Show every line of the data that contains the word "light". Copy each one in full.
+++ Available data
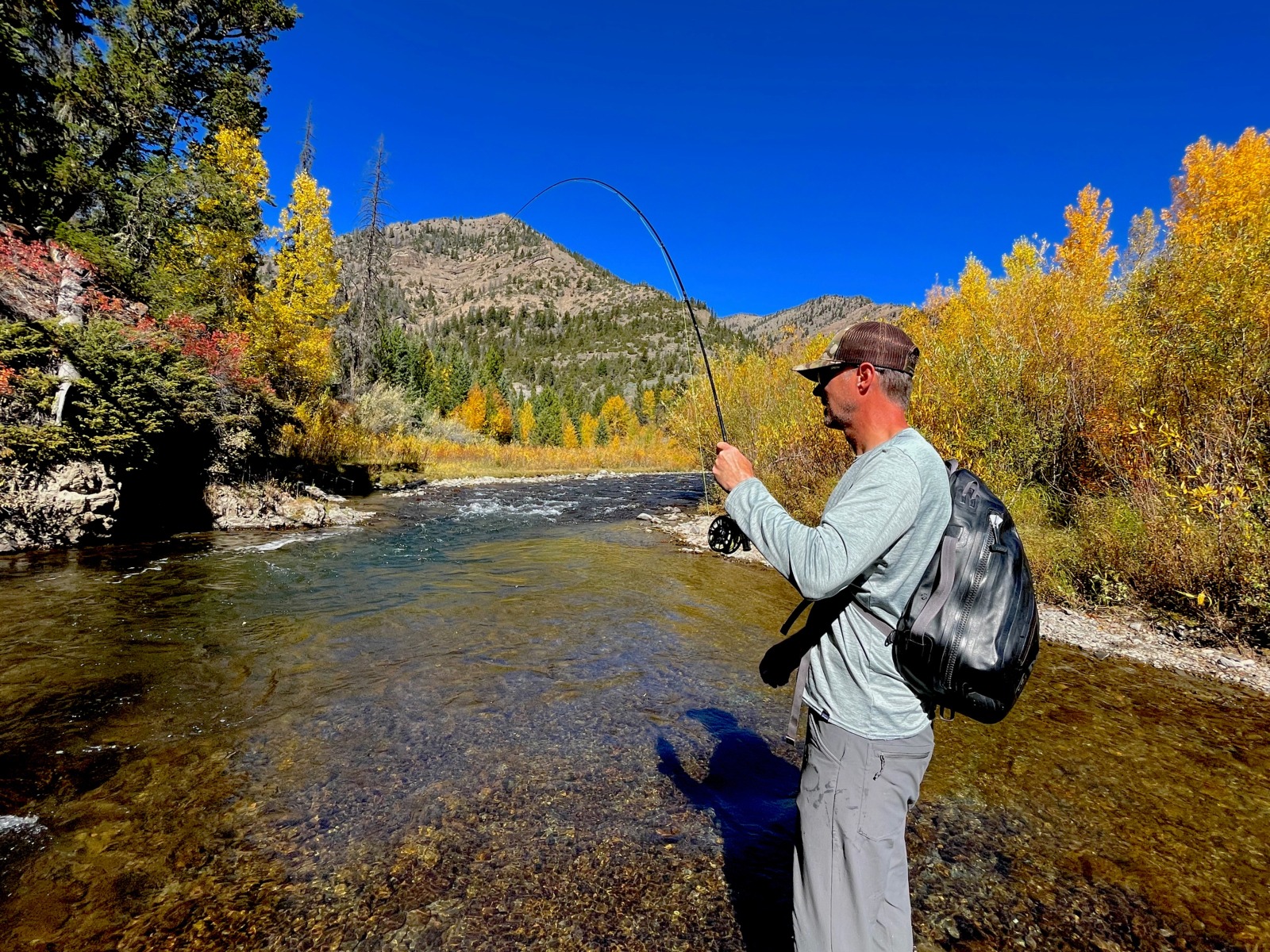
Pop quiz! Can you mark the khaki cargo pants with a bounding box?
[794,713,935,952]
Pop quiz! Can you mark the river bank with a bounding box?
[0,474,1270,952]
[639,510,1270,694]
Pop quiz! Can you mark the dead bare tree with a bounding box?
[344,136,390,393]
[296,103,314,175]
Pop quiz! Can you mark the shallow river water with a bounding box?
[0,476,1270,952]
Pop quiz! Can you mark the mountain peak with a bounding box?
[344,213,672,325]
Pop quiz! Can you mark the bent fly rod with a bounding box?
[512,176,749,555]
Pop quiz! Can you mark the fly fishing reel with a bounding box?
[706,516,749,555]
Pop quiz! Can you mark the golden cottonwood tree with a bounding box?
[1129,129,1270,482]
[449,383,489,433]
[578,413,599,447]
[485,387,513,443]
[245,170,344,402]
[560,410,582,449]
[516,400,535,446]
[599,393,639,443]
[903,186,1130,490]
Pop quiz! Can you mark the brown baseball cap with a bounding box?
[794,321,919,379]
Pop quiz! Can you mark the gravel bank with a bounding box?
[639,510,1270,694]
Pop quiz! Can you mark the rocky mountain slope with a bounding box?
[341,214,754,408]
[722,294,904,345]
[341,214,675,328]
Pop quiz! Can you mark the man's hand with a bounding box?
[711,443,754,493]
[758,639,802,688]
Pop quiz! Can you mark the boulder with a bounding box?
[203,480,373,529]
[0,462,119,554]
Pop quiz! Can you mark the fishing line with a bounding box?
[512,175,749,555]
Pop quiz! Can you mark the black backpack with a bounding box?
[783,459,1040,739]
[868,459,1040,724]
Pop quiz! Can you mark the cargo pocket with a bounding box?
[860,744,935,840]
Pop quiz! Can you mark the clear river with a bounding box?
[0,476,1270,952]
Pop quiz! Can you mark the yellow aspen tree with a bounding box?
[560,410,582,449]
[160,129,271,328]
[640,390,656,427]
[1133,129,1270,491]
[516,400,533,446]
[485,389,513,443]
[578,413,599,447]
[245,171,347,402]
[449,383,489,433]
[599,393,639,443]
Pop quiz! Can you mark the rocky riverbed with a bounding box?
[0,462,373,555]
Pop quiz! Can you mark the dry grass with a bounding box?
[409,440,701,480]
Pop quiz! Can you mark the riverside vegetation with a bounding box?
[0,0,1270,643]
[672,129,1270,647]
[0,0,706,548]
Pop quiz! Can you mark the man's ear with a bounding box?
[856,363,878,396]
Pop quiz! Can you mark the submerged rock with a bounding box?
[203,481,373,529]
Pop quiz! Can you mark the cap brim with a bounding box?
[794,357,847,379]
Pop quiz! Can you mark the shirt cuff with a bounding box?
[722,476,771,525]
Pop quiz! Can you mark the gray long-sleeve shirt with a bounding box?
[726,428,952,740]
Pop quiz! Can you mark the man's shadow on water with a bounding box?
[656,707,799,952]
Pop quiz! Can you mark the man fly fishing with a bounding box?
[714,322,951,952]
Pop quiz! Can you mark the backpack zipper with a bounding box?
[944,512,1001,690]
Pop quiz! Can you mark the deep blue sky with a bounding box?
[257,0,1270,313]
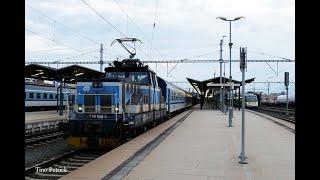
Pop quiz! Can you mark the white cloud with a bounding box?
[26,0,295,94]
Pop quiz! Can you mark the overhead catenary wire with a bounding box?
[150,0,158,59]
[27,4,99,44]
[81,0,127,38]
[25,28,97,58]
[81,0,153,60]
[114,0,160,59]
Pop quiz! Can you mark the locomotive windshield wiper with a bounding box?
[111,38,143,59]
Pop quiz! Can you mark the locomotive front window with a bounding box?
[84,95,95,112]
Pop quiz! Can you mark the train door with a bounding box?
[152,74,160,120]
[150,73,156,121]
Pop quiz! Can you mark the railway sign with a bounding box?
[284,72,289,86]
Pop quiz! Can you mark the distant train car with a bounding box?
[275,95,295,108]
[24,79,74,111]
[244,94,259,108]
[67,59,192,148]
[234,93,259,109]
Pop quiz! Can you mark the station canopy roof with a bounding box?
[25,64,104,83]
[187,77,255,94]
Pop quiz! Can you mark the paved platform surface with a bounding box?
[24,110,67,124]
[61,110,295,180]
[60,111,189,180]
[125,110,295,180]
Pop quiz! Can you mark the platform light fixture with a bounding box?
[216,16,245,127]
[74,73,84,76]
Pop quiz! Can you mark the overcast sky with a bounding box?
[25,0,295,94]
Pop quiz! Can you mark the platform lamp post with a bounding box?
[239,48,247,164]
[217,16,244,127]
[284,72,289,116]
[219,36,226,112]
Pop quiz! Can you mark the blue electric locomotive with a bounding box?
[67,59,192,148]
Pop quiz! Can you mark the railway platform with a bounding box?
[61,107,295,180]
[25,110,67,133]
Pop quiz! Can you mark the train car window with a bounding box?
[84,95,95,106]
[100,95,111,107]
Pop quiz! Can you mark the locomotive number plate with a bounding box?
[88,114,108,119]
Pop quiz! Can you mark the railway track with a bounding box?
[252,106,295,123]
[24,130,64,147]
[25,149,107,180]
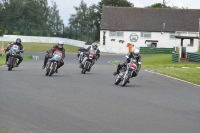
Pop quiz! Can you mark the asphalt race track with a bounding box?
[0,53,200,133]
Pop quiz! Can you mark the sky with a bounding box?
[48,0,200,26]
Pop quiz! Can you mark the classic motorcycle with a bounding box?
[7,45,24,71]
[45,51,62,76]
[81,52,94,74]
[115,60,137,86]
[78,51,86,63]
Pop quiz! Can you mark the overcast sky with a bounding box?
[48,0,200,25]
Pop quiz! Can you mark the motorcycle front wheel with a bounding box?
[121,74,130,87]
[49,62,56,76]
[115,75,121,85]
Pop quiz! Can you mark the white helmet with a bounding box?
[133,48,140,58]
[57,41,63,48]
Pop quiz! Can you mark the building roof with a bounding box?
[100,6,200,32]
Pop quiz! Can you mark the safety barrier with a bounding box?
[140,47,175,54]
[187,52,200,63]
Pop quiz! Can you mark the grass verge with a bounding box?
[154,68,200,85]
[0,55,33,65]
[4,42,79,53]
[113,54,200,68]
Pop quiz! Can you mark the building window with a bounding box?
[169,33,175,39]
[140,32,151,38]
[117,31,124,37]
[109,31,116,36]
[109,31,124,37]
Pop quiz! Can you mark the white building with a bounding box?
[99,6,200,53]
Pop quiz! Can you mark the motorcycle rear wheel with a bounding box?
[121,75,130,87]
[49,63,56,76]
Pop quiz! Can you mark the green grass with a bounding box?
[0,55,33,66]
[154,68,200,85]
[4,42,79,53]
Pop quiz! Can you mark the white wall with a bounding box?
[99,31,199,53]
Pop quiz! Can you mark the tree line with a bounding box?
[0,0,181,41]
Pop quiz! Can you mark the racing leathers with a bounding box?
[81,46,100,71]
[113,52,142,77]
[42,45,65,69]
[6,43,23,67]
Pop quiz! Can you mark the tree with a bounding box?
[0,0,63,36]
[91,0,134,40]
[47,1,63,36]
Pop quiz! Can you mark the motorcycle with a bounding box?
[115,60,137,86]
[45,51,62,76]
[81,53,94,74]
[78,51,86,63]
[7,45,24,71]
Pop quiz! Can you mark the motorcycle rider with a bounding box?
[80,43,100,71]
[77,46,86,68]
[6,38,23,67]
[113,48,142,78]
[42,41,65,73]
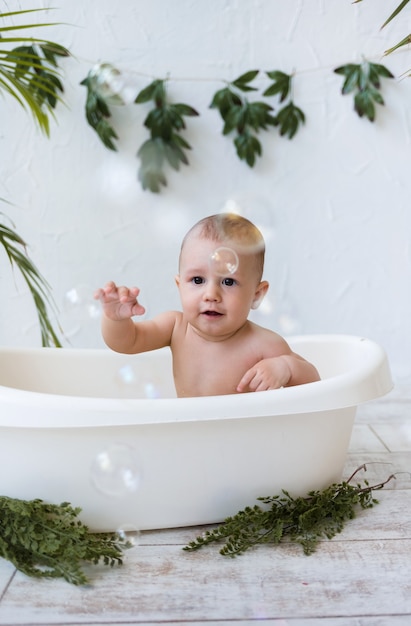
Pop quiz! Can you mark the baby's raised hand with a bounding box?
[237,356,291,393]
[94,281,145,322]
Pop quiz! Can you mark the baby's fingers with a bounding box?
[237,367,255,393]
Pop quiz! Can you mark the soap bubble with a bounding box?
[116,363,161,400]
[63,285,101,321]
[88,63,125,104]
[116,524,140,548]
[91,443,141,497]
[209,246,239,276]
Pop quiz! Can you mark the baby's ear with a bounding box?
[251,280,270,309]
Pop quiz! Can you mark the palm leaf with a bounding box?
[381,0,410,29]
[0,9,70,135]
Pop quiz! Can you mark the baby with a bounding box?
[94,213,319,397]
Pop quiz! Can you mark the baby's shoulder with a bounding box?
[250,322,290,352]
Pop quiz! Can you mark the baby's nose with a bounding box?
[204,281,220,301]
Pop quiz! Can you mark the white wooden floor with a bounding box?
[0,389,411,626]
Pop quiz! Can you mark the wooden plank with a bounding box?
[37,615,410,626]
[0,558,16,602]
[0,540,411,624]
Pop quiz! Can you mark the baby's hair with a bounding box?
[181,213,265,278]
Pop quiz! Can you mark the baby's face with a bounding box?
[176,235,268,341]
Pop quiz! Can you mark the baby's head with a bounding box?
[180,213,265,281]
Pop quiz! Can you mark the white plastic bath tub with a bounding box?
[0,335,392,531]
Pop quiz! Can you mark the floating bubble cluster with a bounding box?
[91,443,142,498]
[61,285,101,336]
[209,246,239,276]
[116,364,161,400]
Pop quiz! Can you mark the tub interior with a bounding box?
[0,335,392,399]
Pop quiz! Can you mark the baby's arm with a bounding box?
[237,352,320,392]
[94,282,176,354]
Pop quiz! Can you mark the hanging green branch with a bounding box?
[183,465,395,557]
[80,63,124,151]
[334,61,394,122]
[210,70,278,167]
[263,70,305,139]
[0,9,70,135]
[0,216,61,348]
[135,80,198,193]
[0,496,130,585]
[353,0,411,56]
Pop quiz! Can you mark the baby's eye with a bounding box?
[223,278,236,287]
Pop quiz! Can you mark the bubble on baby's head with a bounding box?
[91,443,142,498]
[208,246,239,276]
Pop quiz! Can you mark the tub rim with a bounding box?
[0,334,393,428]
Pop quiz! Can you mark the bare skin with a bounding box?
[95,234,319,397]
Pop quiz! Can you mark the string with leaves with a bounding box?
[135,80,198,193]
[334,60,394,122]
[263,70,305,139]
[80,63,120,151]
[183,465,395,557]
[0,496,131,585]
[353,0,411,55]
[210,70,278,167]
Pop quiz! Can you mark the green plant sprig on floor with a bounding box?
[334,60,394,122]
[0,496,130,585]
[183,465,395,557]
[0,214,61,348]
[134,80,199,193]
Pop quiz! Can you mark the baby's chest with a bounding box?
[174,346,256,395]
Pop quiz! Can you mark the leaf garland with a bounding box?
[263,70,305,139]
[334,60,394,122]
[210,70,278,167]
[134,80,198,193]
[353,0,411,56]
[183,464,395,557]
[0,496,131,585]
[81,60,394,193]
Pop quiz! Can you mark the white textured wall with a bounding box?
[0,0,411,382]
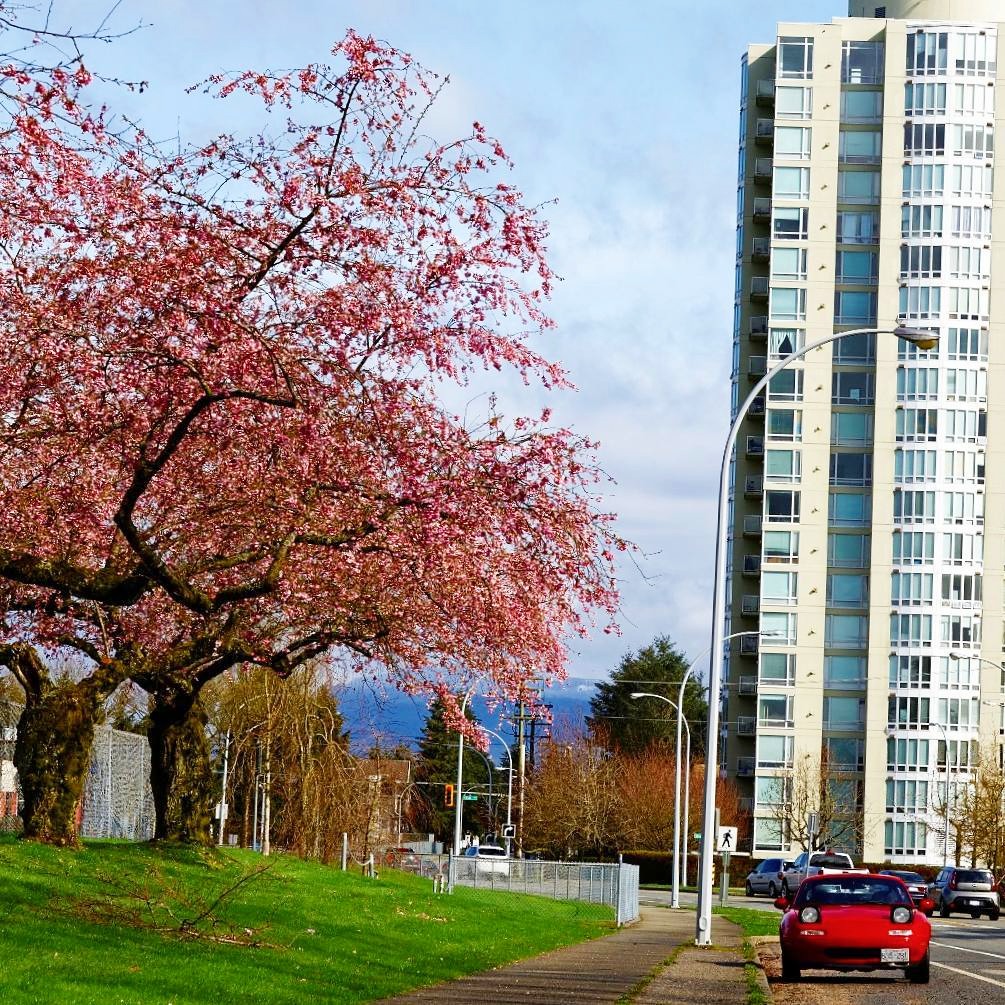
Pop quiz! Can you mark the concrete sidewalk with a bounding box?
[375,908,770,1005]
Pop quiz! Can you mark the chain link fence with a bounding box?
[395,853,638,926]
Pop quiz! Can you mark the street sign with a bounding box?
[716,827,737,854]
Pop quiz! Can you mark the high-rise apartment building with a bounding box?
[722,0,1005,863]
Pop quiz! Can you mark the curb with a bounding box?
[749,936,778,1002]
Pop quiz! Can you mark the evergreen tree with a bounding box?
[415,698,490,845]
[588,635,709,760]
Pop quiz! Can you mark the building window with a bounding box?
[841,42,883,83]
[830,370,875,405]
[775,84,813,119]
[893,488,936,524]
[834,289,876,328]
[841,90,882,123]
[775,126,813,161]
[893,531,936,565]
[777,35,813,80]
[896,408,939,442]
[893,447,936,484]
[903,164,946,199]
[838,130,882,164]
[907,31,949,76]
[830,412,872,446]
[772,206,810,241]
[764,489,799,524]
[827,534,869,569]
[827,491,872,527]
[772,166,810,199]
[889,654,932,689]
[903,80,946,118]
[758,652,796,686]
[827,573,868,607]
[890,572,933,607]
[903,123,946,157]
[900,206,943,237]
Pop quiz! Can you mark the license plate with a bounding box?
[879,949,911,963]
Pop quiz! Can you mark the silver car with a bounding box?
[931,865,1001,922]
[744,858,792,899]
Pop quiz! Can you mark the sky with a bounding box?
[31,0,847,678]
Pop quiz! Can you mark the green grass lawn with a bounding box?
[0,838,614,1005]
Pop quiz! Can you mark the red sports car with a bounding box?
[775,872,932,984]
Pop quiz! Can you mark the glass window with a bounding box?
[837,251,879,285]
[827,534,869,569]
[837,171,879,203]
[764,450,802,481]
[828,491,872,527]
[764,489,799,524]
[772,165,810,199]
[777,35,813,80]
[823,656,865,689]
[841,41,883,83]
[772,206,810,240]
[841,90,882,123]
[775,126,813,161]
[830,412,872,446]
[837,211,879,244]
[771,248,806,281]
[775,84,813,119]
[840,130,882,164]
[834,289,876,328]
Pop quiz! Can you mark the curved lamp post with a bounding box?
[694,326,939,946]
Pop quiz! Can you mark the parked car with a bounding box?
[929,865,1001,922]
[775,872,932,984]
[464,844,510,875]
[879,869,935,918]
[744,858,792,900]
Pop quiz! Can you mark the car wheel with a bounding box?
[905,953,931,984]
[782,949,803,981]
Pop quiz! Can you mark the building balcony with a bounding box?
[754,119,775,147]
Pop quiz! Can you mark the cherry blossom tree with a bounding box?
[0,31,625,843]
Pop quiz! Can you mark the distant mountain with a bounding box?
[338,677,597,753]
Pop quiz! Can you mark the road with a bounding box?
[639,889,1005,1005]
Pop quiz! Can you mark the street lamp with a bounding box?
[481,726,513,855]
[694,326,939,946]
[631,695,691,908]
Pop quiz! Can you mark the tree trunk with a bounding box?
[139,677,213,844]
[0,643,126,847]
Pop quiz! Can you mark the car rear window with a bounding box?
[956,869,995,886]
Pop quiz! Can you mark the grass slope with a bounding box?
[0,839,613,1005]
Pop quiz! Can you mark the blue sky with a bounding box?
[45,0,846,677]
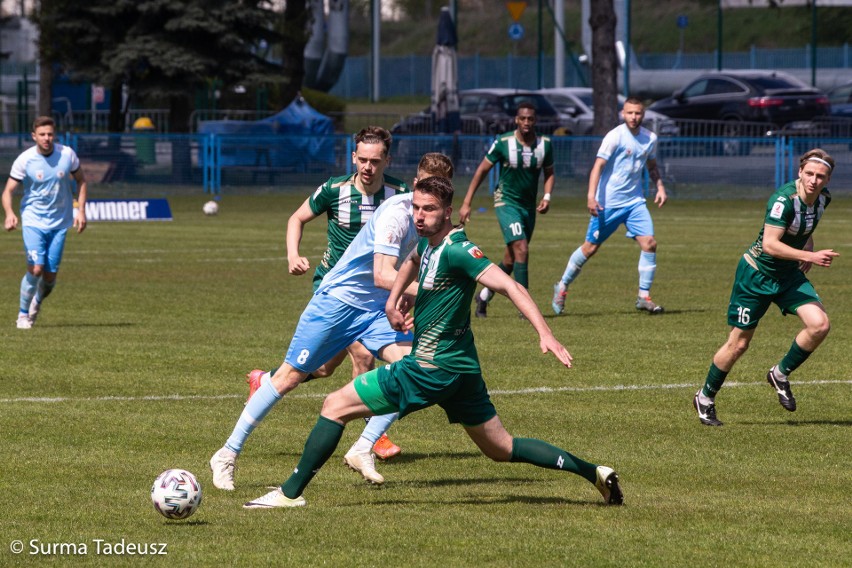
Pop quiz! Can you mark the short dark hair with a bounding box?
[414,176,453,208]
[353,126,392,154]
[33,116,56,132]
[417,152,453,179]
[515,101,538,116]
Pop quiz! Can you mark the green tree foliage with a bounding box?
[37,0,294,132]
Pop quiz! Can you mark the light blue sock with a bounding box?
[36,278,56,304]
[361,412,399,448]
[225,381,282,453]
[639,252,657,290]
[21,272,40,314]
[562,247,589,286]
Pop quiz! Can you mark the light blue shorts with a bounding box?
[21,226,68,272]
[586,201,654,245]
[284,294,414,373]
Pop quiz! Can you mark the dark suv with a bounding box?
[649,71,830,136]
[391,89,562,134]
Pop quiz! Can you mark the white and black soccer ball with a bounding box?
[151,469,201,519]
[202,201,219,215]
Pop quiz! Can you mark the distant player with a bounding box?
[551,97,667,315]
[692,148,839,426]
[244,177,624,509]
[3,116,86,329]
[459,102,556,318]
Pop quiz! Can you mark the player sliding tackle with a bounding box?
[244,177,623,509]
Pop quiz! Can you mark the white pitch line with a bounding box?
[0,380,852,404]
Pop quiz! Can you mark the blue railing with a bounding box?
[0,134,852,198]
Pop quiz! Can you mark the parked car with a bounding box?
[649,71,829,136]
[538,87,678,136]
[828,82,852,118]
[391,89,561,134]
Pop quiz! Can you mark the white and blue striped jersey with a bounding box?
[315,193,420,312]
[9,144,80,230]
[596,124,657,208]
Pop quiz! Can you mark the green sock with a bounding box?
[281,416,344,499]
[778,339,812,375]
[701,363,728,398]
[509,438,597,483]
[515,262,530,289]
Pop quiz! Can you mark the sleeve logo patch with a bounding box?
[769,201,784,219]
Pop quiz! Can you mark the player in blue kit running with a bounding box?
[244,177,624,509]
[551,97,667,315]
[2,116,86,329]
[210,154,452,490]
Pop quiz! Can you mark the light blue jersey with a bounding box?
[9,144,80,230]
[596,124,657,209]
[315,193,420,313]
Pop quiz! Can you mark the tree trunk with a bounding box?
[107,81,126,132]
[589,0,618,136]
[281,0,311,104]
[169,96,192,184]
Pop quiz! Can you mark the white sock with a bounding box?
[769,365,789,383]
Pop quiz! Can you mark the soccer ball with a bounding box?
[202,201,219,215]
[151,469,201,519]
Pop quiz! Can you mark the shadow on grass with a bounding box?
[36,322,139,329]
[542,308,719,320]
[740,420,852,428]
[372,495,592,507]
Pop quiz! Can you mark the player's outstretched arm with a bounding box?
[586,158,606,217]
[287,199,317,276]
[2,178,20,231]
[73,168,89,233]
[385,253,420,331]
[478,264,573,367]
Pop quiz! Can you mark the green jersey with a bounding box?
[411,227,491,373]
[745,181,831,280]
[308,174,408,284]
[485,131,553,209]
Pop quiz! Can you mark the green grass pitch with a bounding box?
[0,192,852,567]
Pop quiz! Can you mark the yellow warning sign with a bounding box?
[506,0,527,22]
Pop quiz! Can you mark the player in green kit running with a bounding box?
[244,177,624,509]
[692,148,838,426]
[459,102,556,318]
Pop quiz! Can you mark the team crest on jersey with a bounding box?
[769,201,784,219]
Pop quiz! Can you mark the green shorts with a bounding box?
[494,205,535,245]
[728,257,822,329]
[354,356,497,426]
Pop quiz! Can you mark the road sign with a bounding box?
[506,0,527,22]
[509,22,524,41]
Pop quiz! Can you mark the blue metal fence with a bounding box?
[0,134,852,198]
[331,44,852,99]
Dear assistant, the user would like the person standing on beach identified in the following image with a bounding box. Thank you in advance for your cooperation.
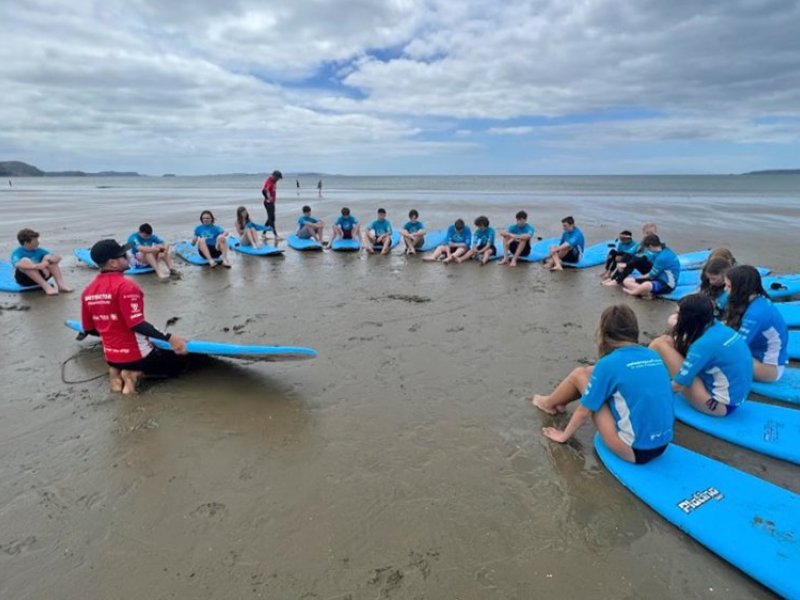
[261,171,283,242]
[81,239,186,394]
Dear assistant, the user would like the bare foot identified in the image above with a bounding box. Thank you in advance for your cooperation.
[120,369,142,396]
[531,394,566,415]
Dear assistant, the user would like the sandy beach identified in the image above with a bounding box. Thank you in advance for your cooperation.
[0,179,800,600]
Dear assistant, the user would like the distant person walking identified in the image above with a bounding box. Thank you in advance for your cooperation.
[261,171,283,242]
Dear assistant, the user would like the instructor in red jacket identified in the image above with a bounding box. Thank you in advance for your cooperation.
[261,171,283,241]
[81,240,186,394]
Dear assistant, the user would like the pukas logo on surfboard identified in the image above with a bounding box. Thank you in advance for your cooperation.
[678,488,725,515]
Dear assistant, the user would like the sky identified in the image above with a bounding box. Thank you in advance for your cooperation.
++++++
◆ Exercise response:
Pop quiz! Can you mark the platform light fixture with a bounding box?
Pop quiz! Can you mark the light blue sock with a bounding box?
Pop quiz! Can you mark the light blue shorts with a bounding box?
Pop quiz! Can you mark the light blue jersey with a bounding box?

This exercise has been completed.